#### Problem to work on
Every record below must come back exactly as written, with the images dropped.

BEGIN Data supplied

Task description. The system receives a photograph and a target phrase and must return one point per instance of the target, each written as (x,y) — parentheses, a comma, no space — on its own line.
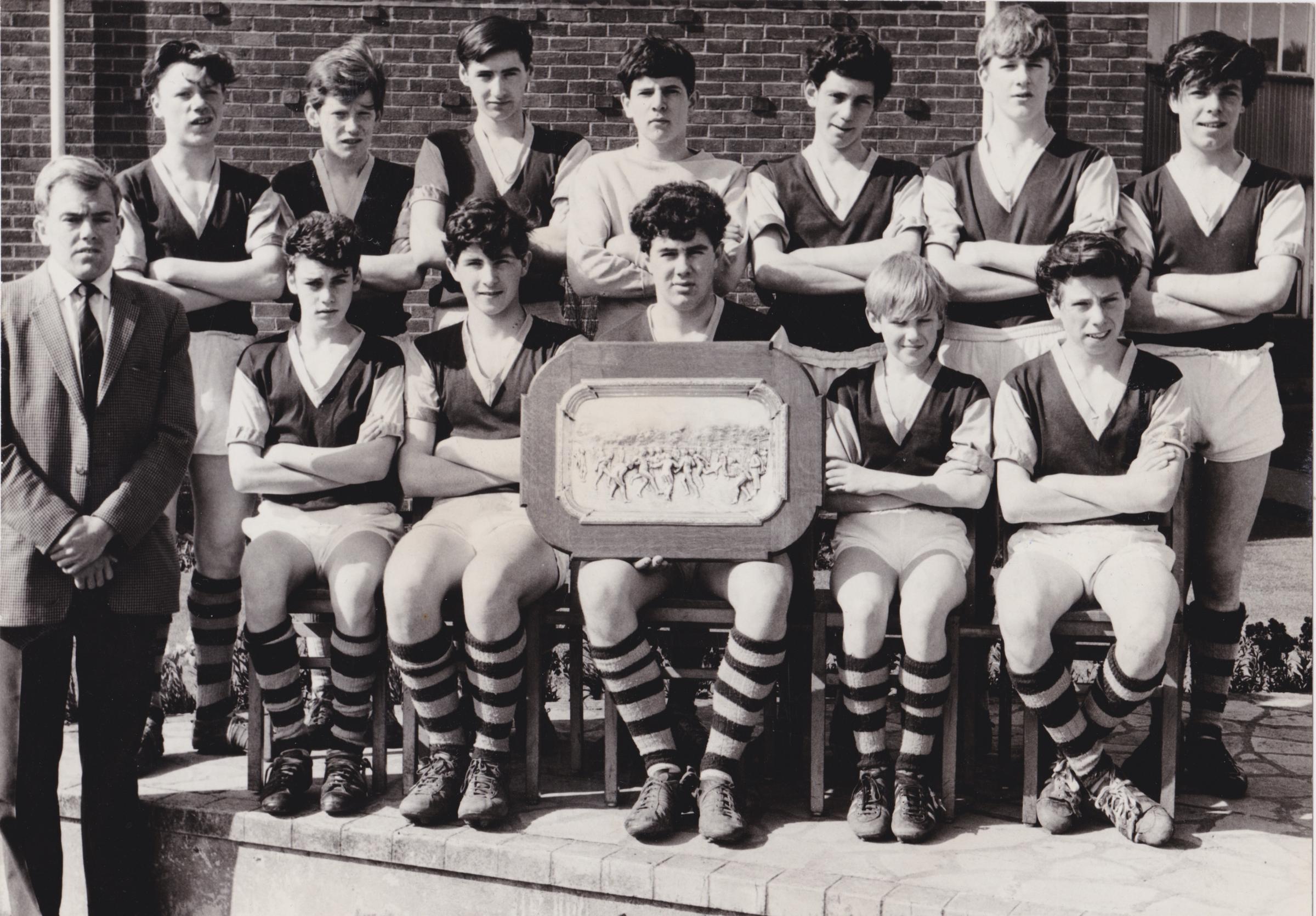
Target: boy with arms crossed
(679,229)
(994,207)
(464,447)
(1221,238)
(208,234)
(501,156)
(907,441)
(824,219)
(603,257)
(315,422)
(345,102)
(1090,445)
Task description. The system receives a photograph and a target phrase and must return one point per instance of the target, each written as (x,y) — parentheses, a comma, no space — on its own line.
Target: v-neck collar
(491,385)
(194,219)
(897,425)
(1097,418)
(315,392)
(1206,219)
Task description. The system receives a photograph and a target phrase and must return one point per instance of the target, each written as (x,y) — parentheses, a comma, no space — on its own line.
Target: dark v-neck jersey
(531,194)
(833,323)
(168,235)
(377,219)
(929,437)
(1065,445)
(1041,215)
(336,422)
(1182,248)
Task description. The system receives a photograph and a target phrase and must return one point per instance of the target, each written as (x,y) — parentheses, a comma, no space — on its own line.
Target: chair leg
(818,711)
(610,750)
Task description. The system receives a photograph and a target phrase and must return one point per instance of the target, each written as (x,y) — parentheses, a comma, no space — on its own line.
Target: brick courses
(747,52)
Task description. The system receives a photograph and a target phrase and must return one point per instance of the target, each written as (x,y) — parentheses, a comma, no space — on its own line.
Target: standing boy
(679,229)
(604,257)
(465,385)
(1090,445)
(907,441)
(823,220)
(1221,238)
(992,208)
(503,156)
(315,422)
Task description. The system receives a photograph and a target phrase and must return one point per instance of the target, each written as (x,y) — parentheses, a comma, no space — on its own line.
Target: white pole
(57,78)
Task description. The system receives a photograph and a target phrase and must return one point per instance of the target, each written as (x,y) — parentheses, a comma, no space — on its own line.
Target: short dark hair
(1210,58)
(856,56)
(656,58)
(347,73)
(678,209)
(1086,254)
(494,35)
(326,237)
(215,62)
(489,223)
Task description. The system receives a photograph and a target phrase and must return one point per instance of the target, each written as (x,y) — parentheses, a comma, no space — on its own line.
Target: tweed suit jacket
(124,466)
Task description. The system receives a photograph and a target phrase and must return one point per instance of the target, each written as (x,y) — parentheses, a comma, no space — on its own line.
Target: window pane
(1265,32)
(1297,38)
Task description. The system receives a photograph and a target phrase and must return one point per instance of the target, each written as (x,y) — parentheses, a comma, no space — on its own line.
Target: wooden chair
(310,607)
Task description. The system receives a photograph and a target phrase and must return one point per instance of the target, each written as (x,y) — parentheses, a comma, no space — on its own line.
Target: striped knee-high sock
(494,674)
(629,672)
(1050,691)
(428,669)
(214,607)
(744,681)
(353,668)
(1114,697)
(1214,645)
(864,691)
(274,656)
(924,686)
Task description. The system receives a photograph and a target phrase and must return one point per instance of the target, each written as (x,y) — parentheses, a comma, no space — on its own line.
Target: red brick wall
(745,50)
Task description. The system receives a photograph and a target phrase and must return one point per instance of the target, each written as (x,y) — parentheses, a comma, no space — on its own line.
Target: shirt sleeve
(1282,224)
(563,183)
(431,178)
(762,207)
(941,214)
(131,251)
(907,208)
(269,221)
(249,415)
(1097,202)
(386,402)
(1012,431)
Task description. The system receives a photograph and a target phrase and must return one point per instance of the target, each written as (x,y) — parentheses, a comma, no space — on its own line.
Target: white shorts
(215,359)
(902,537)
(990,353)
(479,516)
(1235,401)
(1087,549)
(321,531)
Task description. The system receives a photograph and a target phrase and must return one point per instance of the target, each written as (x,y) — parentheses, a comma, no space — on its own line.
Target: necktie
(91,348)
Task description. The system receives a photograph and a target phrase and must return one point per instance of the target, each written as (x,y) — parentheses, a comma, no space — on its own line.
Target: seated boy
(679,229)
(502,156)
(907,441)
(1090,445)
(464,447)
(821,220)
(315,422)
(345,102)
(1222,238)
(994,207)
(604,258)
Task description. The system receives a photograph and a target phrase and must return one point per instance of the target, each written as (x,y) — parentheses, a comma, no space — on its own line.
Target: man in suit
(98,428)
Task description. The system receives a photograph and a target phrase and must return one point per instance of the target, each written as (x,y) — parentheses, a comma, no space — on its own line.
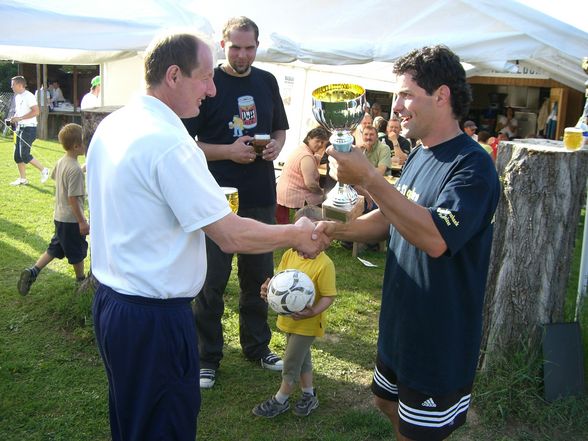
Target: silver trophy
(339,108)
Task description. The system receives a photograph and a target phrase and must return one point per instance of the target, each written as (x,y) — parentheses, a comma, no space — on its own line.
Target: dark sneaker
(271,408)
(207,378)
(306,404)
(25,281)
(272,362)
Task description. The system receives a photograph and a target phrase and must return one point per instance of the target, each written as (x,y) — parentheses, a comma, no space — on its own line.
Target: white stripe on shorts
(425,418)
(382,382)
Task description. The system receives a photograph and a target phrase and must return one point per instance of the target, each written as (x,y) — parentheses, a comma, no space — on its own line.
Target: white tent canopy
(489,34)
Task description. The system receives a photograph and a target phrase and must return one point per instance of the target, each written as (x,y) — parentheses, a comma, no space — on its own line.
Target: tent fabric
(489,34)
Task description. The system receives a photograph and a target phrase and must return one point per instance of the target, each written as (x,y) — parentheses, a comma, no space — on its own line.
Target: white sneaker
(272,362)
(207,378)
(44,175)
(19,181)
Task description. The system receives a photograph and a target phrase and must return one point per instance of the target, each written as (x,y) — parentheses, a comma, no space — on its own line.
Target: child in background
(301,329)
(71,225)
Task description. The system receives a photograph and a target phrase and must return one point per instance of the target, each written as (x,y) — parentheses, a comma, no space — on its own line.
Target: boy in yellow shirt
(301,329)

END Data supplied

#### Answer section
Task description. The system receives a photograph and a target phrase and must return one point per instance of the target, each written as (x,y) — parentheses, a comma, no space — on its own line.
Target: boy with arms crossed
(679,229)
(994,207)
(464,447)
(1221,238)
(208,234)
(501,156)
(907,441)
(824,219)
(603,257)
(315,422)
(345,102)
(1090,445)
Task description. The system receives a photograph and a target phrase and must return one point per instance of the target, each written as (x,y) — parentheses, a comma, no space — on its own line.
Target: v-neck collar
(491,385)
(194,219)
(897,425)
(1097,418)
(315,392)
(1206,219)
Task description. The system receives a photograph and a target phrase and must return one point per instance of the target, each written as (x,y) — parentheses, a comma, no space — on its own line.
Target: dark v-neck jersey
(531,194)
(833,323)
(168,235)
(377,219)
(929,437)
(1065,445)
(1041,215)
(336,422)
(1182,248)
Task description. The system receives a photograph and a target phrase and must return one point per instance of the target, each written as (x,y) — parentheses, a comma, no space — on its own line.
Target: chair leg
(818,711)
(610,750)
Task description. The system receives a photograph and a target phrase and must return one point per instance of the target, each written as (x,y) — parentheses, a comma, no space — on its own line.
Target: brick courses
(747,52)
Task description. The system receives a photograph and a target phrase and must return one point per instance of the target, each written as (x,y) — parentheses, a comma, no space — on its own line.
Target: standing boy
(679,229)
(604,257)
(465,385)
(1090,445)
(907,441)
(823,220)
(1221,238)
(992,208)
(503,156)
(315,422)
Task description. The system receives a photograph and a target phrase and must return one point per instance of the target, each written as (x,y) — parentheses, a comma, no space — on its own line.
Target: white pole
(57,78)
Task description. The system receives a photograph and a target phrase and must return one point per instance of the target, each written as (x,y) — parentheses, a comma, no space — on its own line.
Target: short dark hair
(1210,58)
(856,56)
(656,58)
(347,73)
(678,209)
(1086,254)
(494,35)
(326,237)
(215,62)
(489,223)
Task description. The system receives a photograph and a target phrase and must return one point per instance of the target, each written as (x,y) — parentheses, a comma, no space — on its own line.
Target: tweed suit jacket
(124,466)
Task description. The system receives a photograph and a target phrase and must return one point per instance of the target, each written as (x,y) — parentheses, a comma, no space — on its own line.
Target: window pane
(1265,32)
(1297,38)
Task description. The system receives a photograph and a target phrase and must return one point per instance of the target, each written as (x,y) — parentheses, a comma, no space — on its own line.
Target: wooden chair
(310,607)
Task description. The system receives a photograph and a target phrase and must return one point per instance of the target, each written as (x,y) — parentheses, a comma, no space — on its own line.
Target: striped knee-high sock
(494,674)
(629,672)
(1050,691)
(428,669)
(214,607)
(744,681)
(353,668)
(1114,697)
(1214,645)
(864,691)
(274,656)
(924,686)
Task description. The system receives a photograph and a target phrase and must return one point per instance of the target, each written as (x,y) — parentheses, a comma, no space — on its own line.
Target: red brick wall
(745,50)
Task description. The system receives a photograph and a target phrase and must return one point per instance of the target, each written as (x,y) — parentheses, a comma, no space — on its own line.
Target: shirt sleeve
(1282,224)
(563,183)
(431,178)
(762,207)
(941,214)
(131,251)
(907,208)
(269,221)
(249,415)
(1097,202)
(386,402)
(1012,431)
Task description. The system receives a photograph and a target phrase and must return one point per instance of the target, each written as (x,y) — parentheses, a comma, no space — on its own line.
Target: white shorts
(215,359)
(902,537)
(990,353)
(479,516)
(1235,401)
(1087,549)
(321,531)
Task description. The system receives a photograph and a target phrase and must return one point per instance of the target, each written as (x,y) — parentheses, a comma, no space — on its own line.
Target: necktie
(91,348)
Task description. The system receives a photograph and a target phrase and must return one point per instance of the target, each written as (x,y) — parentheses, a comma, no space — on its own line.
Target: seated boy
(679,229)
(502,156)
(907,441)
(1090,445)
(464,447)
(821,220)
(315,422)
(345,102)
(1222,238)
(994,207)
(604,258)
Task description. The system receives a photograph and a target phrase and must return one point per instance of the target, each written as (x,y) — parentheses, a comma, no space — on its own line.
Target: man in suit
(98,428)
Task description. The system receives a photograph and a target phrase and must return one point per instance of the target, each written as (x,y) — parentheses, a comma, no space — on its own line.
Target: silver trophy
(339,108)
Task description. The system receives a photograph and a target phrase and must return one point per instance of the target, each written as (x,y) — parentheses, a comma, no space — on its own line.
Target: dark sneaker
(271,408)
(207,378)
(306,404)
(25,281)
(272,362)
Task description. The system receives a photograph and a target phrase and must return one point per instance of the target, each written as (x,y) — parentheses, a comma, no space — on its own line.
Target: white stripe on shorts
(425,418)
(382,382)
Task description. The system receives a photograph and a target phrase and must return one point per instance of the target, each written as (x,y) — parentheses, a comma, no space — on its own line.
Target: white tent canopy
(489,34)
Task description. The system receives a photograph and a target phrase and must return one point per instance of the target, each written as (x,y) — parentheses, a comma, no space — on its own line.
Target: tent fabric
(489,34)
Task description. The system receives a photograph and a target phrase and must return one point per instance of the target, each written as (x,y) — parentheses, a comma, no space — on its own line.
Target: white sneaker
(272,362)
(207,378)
(44,175)
(19,181)
Task description. The system receives a photograph and a target phrase and must return one point per instance of the target, each written as (x,y) — parentheses, a comma, no space — on its own line.
Target: child in background
(301,329)
(71,225)
Task description. The system receives a photograph and a target phrase and must return one point per instance of the target, each written as (x,y) — parentheses, a comma, no space — on its own line.
Target: boy in yellow shirt
(301,329)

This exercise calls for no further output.